EXERCISE PROMPT
Could you reproduce each of the records below word for word, leaving nothing out?

+ + + + +

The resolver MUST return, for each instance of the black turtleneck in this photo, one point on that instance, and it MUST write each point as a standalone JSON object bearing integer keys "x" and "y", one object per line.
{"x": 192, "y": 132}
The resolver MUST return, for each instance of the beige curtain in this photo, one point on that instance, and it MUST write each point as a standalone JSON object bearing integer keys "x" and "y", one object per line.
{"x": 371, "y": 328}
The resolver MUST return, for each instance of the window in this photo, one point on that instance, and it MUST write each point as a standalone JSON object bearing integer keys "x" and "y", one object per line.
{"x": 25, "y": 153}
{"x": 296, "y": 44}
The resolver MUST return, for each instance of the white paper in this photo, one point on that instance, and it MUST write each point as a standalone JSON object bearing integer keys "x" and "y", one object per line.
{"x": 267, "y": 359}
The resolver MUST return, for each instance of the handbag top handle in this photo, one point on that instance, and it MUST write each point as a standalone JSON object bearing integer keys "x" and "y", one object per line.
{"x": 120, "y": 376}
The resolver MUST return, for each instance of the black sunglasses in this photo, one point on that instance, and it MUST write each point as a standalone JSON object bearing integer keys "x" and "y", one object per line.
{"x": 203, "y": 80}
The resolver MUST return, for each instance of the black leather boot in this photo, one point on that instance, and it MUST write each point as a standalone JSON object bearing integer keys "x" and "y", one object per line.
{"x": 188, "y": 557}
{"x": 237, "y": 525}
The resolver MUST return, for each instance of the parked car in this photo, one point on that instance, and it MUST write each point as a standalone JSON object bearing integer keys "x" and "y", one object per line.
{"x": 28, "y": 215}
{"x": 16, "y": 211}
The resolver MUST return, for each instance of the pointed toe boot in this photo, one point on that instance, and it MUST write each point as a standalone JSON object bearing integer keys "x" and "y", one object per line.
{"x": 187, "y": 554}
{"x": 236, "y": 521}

+ + + + +

SOLVED PROBLEM
The resolver MUST return, for each instance of the black turtleneck in this photo, one point on that instance, and it MUST write each point as a standalone JSON object bearing integer keys "x" and "y", one object per line.
{"x": 192, "y": 132}
The resolver MUST return, for each instance of the beige curtain in this photo, one point on that instance, and it MUST write each point as a standalone JSON object bearing integer keys "x" and "y", one object per line.
{"x": 371, "y": 328}
The resolver MUST return, for each instance of the window in this photo, one point on that instance, and it MUST write each point as a standalone JSON object bearing integer keys "x" and "y", one object per line.
{"x": 25, "y": 153}
{"x": 296, "y": 44}
The resolver MUST return, for each instance of the white paper in this photo, one point on that instance, and it MUST write each point as a standalone JSON object bearing integer keys "x" and "y", one object per line.
{"x": 267, "y": 359}
The resolver MUST return, for each instance of the handbag top handle in this photo, one point on that instance, and it MUST write each point as a standalone JSON object bearing integer keys "x" and "y", one object per line.
{"x": 120, "y": 376}
The resolver MUST return, for each instance of the black sunglasses in this photo, one point on that instance, and it MUST write each point as a standalone JSON object bearing integer keys "x" and "y", one object per line.
{"x": 203, "y": 80}
The resolver MUST return, for each instance of the black leather boot in this photo, one point on that instance, and it MUST write each point as a standalone JSON object bearing integer keys "x" and "y", one object per line.
{"x": 188, "y": 557}
{"x": 237, "y": 525}
The resolver MUST return, for each instance of the parked car in this photo, one point on that instance, and it MUST write each point as a standalone JSON object bearing integer keys "x" and "y", one object per line.
{"x": 28, "y": 215}
{"x": 16, "y": 211}
The resolver MUST return, for each instance of the pointed toe boot in this photo, one point on that instance, and it MUST write each point as a standalone JSON object bearing integer keys "x" and "y", one object per line.
{"x": 187, "y": 554}
{"x": 236, "y": 521}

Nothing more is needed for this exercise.